(SUPPLIED DATA)
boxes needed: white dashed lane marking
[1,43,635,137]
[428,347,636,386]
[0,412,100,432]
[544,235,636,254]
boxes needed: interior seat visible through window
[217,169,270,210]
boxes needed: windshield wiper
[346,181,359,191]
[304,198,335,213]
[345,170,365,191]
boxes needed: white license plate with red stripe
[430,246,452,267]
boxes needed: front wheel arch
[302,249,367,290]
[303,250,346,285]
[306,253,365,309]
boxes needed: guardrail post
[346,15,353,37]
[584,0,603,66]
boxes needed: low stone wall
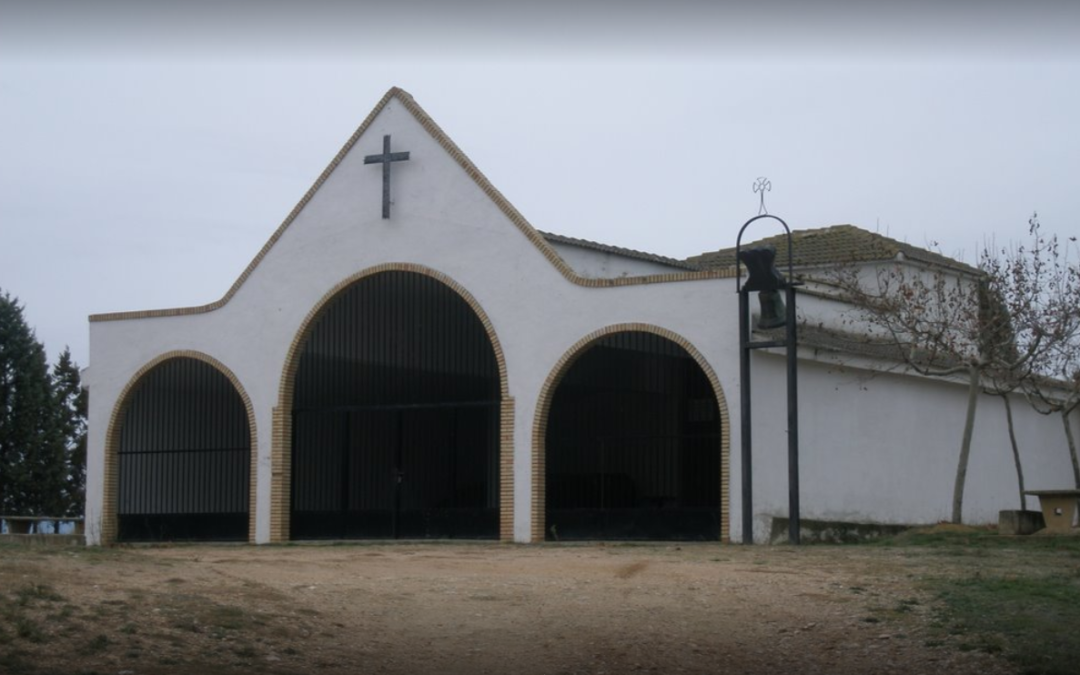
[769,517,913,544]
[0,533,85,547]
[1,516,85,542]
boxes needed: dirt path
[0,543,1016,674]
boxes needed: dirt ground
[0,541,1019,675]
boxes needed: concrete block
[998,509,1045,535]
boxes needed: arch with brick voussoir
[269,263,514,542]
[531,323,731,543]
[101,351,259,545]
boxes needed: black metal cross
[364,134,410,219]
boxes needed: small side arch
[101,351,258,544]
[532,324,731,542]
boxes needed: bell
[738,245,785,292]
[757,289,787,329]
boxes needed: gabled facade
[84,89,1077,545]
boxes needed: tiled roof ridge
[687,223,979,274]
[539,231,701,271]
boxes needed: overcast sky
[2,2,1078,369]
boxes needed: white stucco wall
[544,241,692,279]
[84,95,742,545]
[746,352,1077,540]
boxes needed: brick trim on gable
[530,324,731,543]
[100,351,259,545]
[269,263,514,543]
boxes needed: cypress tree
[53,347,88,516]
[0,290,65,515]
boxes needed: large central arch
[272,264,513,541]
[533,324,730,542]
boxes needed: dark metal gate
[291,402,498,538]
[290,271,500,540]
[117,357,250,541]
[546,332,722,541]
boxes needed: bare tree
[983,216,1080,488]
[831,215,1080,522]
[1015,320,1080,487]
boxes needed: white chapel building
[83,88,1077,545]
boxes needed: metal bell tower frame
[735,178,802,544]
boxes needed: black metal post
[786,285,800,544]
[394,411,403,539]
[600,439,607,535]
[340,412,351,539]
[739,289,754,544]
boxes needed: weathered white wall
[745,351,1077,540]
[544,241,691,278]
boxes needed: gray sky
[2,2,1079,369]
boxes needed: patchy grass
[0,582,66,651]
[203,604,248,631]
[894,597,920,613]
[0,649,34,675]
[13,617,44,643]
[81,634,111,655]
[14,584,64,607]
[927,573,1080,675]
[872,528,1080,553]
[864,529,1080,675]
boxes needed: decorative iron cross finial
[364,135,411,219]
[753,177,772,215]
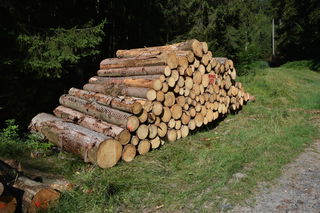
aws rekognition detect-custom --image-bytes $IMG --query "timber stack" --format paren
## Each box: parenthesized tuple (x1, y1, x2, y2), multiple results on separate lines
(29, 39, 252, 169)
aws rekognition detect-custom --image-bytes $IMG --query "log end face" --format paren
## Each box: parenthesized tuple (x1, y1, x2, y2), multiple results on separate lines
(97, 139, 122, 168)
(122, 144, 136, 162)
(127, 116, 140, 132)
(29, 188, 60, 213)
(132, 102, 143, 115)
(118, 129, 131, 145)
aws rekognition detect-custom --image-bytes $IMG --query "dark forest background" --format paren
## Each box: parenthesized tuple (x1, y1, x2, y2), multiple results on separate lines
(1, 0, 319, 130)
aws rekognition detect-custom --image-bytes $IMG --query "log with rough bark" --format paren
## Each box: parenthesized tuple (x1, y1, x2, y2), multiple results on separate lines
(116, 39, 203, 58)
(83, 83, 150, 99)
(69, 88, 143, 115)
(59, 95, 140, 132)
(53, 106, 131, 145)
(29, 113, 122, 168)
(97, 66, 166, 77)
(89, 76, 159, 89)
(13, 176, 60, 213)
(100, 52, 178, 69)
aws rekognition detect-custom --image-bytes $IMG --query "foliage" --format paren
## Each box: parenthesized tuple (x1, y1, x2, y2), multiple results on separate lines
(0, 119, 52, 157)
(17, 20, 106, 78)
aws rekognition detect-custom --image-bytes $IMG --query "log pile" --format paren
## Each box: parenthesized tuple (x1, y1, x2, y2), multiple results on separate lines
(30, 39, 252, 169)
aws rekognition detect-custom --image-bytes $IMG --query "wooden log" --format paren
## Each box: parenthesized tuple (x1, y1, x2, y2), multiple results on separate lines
(End SUPPLIED DATA)
(SUPPLIED DATA)
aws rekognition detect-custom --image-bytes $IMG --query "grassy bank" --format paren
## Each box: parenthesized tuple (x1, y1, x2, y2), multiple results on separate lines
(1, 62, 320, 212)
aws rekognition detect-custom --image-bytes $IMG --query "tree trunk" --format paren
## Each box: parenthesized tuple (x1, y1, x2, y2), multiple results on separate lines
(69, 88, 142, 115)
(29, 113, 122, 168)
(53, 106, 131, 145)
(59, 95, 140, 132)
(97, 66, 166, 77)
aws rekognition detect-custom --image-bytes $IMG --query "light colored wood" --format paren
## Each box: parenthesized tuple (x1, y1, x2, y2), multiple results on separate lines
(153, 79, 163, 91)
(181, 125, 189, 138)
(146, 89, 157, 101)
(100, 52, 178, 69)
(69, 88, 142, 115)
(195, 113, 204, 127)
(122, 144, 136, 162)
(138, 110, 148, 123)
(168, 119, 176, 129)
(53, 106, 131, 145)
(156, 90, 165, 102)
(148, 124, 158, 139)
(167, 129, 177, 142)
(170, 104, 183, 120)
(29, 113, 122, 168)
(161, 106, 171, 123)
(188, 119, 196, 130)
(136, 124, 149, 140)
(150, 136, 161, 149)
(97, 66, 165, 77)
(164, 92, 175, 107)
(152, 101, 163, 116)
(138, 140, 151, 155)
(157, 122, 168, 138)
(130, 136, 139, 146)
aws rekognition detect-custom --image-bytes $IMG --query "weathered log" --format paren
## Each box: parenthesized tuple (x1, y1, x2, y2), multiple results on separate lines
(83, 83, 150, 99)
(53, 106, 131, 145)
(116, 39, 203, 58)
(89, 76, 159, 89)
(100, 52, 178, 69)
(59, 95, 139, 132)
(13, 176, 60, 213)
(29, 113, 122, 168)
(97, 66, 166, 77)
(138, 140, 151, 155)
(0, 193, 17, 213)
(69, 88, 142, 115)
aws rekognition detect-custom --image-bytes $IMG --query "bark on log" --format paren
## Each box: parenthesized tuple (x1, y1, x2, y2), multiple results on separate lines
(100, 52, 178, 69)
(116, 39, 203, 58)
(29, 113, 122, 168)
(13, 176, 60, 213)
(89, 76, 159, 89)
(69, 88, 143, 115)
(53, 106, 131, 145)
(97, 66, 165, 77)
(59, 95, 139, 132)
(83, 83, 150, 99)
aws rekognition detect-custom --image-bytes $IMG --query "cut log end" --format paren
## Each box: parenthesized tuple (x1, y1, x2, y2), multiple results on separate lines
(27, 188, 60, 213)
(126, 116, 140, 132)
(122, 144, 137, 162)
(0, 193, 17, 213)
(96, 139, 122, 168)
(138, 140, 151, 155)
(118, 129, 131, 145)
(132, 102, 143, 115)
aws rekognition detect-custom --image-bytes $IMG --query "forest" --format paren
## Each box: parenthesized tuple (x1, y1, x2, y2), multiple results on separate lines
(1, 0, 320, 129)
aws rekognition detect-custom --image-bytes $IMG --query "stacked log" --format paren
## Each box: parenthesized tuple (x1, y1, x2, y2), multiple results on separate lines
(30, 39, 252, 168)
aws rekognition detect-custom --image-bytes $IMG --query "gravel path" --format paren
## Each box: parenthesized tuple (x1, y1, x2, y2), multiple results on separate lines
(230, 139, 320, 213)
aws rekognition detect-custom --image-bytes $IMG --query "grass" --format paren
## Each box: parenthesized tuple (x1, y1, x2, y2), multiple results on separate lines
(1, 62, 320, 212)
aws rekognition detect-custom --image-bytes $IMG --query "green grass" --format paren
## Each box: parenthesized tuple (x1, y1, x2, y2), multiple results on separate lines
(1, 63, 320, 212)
(End SUPPLIED DATA)
EXERCISE AIM: For the data shown above, give the number of lines where the word "forest" appears, and nothing else.

EXERCISE ANSWER: 2